Dataset rows
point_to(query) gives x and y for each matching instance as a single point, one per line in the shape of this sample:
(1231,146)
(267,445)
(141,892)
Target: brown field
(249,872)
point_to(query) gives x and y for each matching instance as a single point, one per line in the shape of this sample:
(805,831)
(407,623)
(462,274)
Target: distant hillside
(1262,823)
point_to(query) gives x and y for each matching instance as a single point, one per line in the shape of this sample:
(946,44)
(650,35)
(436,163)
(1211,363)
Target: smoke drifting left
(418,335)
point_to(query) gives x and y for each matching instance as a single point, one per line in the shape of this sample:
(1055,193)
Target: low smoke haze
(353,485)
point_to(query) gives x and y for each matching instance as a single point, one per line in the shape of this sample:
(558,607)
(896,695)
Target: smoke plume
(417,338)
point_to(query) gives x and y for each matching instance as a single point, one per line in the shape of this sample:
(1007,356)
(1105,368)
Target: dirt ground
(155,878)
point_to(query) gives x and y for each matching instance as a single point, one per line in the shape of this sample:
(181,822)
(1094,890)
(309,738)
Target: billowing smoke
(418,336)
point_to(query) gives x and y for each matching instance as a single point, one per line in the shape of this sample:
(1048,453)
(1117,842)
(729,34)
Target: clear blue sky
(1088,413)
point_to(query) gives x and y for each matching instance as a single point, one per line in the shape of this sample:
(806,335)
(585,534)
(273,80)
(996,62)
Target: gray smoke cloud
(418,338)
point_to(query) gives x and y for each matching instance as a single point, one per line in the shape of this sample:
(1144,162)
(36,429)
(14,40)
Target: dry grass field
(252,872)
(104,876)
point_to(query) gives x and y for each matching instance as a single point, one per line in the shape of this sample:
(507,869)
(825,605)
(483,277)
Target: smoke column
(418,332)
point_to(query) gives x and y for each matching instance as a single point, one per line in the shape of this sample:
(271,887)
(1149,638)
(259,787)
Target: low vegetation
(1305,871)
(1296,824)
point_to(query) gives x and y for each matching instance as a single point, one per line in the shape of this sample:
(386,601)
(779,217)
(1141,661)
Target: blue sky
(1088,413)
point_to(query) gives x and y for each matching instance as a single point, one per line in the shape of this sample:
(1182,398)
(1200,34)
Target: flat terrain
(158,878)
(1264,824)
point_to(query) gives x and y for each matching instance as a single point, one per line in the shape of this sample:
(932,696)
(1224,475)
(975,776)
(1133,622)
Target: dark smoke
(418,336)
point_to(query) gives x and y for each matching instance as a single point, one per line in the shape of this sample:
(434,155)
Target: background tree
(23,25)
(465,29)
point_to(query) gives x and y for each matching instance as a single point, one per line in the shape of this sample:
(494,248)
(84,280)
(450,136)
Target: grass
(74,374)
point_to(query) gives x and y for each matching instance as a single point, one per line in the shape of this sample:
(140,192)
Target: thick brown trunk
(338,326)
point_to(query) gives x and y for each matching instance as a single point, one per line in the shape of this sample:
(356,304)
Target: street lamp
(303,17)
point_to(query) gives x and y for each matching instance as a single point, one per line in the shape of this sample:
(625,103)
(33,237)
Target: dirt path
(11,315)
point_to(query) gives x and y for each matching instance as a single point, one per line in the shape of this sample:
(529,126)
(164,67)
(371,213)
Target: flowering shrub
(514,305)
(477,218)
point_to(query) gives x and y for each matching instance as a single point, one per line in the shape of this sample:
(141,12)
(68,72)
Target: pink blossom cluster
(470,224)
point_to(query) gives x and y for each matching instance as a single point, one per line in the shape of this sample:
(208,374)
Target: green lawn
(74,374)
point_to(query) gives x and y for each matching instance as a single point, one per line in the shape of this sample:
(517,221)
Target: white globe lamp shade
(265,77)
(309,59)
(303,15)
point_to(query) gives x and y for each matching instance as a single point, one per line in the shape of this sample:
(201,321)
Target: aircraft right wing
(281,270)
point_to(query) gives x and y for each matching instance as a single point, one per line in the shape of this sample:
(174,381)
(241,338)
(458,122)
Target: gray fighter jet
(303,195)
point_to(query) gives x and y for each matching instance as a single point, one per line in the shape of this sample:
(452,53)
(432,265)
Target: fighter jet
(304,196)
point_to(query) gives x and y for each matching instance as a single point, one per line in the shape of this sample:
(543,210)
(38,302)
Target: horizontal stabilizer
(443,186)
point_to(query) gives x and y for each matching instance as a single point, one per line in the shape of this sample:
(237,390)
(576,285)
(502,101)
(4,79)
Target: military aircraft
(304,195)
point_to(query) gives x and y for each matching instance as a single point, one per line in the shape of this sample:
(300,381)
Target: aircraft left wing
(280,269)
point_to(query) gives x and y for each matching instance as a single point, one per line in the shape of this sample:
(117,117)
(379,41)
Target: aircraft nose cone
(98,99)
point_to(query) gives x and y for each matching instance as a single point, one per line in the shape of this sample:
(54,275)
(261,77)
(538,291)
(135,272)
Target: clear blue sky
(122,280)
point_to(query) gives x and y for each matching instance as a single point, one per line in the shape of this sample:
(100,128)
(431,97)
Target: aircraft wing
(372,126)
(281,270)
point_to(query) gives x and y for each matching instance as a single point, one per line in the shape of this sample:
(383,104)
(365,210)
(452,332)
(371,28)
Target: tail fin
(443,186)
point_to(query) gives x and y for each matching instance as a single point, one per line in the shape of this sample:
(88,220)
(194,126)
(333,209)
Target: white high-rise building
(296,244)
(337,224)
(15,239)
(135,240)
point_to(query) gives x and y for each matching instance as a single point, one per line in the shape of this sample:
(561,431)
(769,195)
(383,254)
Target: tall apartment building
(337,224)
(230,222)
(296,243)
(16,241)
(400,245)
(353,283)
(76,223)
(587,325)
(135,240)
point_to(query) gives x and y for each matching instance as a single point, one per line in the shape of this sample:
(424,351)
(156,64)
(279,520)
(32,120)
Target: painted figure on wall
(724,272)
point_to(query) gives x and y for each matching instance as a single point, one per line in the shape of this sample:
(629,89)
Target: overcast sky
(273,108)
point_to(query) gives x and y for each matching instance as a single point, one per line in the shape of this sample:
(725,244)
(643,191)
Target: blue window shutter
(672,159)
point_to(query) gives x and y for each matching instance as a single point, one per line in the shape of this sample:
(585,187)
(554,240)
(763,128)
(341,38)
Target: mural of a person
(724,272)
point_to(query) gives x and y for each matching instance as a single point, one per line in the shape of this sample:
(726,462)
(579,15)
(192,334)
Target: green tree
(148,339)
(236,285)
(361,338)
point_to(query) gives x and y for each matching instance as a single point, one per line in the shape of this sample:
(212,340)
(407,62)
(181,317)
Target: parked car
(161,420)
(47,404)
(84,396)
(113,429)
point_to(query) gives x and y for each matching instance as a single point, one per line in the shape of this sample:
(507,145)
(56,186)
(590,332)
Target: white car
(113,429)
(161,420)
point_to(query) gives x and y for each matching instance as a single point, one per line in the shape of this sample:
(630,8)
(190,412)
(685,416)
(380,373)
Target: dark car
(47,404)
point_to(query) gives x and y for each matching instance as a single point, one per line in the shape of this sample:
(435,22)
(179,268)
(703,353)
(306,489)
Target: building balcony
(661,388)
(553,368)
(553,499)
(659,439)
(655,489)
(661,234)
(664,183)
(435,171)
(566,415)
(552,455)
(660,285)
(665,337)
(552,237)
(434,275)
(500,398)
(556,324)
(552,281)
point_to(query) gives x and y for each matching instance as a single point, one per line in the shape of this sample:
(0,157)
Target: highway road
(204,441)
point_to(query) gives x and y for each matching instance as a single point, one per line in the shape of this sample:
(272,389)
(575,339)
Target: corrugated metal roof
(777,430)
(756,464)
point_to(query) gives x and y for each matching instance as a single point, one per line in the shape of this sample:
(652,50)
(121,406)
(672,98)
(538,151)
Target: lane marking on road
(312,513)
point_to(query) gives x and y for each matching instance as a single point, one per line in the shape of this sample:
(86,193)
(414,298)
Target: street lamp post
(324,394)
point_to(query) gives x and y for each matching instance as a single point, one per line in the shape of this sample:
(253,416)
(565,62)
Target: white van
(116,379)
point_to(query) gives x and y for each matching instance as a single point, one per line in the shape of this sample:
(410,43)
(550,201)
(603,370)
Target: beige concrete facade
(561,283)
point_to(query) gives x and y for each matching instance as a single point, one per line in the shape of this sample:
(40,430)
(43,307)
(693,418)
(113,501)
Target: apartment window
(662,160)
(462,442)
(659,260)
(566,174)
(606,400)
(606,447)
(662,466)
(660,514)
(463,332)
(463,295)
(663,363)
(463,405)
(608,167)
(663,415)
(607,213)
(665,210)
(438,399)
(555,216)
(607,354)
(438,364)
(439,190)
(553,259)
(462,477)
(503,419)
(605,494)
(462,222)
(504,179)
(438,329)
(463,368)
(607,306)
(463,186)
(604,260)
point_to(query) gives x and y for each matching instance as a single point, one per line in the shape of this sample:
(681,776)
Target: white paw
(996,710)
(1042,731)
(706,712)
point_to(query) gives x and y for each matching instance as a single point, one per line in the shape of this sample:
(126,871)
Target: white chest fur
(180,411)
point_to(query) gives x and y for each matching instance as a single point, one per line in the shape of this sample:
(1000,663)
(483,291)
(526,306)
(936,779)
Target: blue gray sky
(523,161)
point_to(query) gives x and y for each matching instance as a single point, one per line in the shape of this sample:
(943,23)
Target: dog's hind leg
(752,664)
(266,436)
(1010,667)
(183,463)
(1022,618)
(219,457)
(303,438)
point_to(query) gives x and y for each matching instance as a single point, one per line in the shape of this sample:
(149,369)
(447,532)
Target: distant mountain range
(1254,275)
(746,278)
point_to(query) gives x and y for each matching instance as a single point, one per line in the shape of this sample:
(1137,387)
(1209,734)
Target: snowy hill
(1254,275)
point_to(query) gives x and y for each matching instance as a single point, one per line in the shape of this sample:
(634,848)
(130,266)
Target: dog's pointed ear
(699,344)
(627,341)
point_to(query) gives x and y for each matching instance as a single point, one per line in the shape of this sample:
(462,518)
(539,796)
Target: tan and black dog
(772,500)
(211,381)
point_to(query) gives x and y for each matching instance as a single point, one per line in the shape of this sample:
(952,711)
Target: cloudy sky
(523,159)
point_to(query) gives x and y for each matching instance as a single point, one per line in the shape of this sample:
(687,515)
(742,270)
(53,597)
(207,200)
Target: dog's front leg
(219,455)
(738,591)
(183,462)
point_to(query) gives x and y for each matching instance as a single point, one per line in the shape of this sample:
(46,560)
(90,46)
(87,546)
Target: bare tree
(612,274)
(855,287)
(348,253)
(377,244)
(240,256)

Exercise goal
Show every line of the material above that contains the word "lamp".

Correct output
Target: street lamp
Target: white globe lamp shade
Target: street lamp post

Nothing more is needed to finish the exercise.